=== SOURCE TEXT ===

An automatic system check can be designed by adding an electromagnetic water valve to make the water inlet and stop the water inlet properly. Also to add the needed logic program to the analysis module 5500 such that the results of the system check can be derived from the response of the system to the monitor signals received by the analysis module 5500.

In other words, the analysis module 5500 is a logic program unit designed to collect, to combine, and to sort out all the received monitor signals to derive a logic conclusion in accordance with the programed logics. To describe it in different way, the analysis module 5500 performs checking analysis and then generates proper command, control, and communication signals to conduct followed actions derived from the module 5500.

Specifically, the complete check-system in according to the principles described herein can be a system comprising the pump-detection subsystem, the reservoir's energy level detection subsystem, and the analysis module. However, the AC power outage/recovery detection subsystem is essential should be included; while the stored energy assurance subsystem is very helpful to make the pump system in excellent shape when incorporated into the check-system.

Section Ten: A Computing System

Because some of the components described herein (e.g., the analysis module 5500) may operate in the context of a computing system, a computing system will be described with respect to FIG. 8. Computing systems are now increasingly taking a wide variety of forms. Computing systems may, for example, be handheld devices, appliances, laptop computers, desktop computers, mainframes, distributed computing systems, datacenters, or even devices that have not conventionally been considered a computing system, such as wearables (e.g., glasses, watches, bands, and so forth). In this description and in the claims, the term “computing system” is defined broadly as including any device or system (or combination thereof) that includes at least one physical and tangible processor, and a physical and tangible memory capable of having thereon computer-executable instructions that may be executed by a processor. The memory may take any form and may depend on the nature and form of the computing system. A computing system may be distributed over a network environment and may include multiple constituent computing systems.

As illustrated in FIG. 8, in its most basic configuration, a computing system 800 typically includes at least one hardware processing unit 802 and memory 804. The memory 804 may be physical system memory, which may be volatile, non-volatile, or some combination of the two. The term “memory” may also be used herein to refer to non-volatile mass storage such as physical storage media. If the computing system is distributed, the processing, memory and/or storage capability may be distributed as well.

The computing system 800 has thereon multiple structures often referred to as an “executable component”. For instance, the memory 804 of the computing system 800 is illustrated as including executable component 806. The term “executable component” is the name for a structure that is well understood to one of ordinary skill in the art in the field of computing as being a structure that can be software, hardware, or a combination thereof. For instance, when implemented in software, one of ordinary skill in the art would understand that the structure of an executable component may include software objects, routines, methods that may be executed on the computing system, whether such an executable component exists in the heap of a computing system, or whether the executable component exists on computer-readable storage media.

=== LISTED ENTRIES ===

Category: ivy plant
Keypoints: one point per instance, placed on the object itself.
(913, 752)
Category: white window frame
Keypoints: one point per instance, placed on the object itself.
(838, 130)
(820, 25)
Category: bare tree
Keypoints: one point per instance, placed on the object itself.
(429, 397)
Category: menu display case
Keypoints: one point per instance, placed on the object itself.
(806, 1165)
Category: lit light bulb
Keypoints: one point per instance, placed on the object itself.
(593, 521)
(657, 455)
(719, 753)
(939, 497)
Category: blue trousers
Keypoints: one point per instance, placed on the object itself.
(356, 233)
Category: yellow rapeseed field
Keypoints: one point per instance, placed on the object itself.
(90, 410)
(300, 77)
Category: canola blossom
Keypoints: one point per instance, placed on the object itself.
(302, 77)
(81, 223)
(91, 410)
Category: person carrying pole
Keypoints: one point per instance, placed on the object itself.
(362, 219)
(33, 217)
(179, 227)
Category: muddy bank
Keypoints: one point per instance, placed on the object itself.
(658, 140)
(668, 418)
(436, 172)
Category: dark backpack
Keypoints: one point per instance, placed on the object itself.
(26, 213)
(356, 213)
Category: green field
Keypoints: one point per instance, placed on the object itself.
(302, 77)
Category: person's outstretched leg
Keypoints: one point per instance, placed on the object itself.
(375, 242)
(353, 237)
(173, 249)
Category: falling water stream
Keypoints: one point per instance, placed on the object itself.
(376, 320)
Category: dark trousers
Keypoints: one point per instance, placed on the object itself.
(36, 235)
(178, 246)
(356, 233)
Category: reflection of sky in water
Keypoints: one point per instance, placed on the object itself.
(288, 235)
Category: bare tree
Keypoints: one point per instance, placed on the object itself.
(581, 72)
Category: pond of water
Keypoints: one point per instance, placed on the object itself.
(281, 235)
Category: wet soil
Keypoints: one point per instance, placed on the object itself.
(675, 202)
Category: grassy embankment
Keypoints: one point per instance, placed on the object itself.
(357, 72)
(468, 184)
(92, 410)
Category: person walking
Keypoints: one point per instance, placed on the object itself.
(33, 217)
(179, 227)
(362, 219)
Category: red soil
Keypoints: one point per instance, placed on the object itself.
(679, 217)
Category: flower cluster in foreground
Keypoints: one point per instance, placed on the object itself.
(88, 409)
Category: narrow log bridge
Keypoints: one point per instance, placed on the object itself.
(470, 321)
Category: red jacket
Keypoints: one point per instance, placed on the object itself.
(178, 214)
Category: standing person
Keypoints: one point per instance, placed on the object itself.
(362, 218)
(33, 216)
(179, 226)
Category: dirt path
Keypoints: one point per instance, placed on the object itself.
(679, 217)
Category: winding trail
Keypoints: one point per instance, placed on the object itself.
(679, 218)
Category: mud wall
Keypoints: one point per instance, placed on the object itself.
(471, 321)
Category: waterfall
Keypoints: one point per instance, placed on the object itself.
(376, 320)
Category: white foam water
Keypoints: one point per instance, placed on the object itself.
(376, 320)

===

• **WHAT TO WORK ON**
- a) In the pump check-system text, what does computing system 800 typically include in its most basic configuration?
- b) Write the next part of the pump check-system text, picking up after its final sentence.
The entries aren't needed for this work.

• **THE RESPONSES**
- a) At least one hardware processing unit 802 and memory 804.

- b)
In such a case, one of ordinary skill in the art will recognize that the structure of the executable component exists on a computer-readable medium such that, when interpreted by one or more processors of a computing system (e.g., by a processor thread), the computing system is caused to perform a function. Such structure may be computer-readable directly by the processors (as is the case if the executable component were binary). Alternatively, the structure may be structured to be interpretable and/or compiled (whether in a single stage or in multiple stages) so as to generate such binary that is directly interpretable by the processors. Such an understanding of example structures of an executable component is well within the understanding of one of ordinary skill in the art of computing when using the term “executable component”.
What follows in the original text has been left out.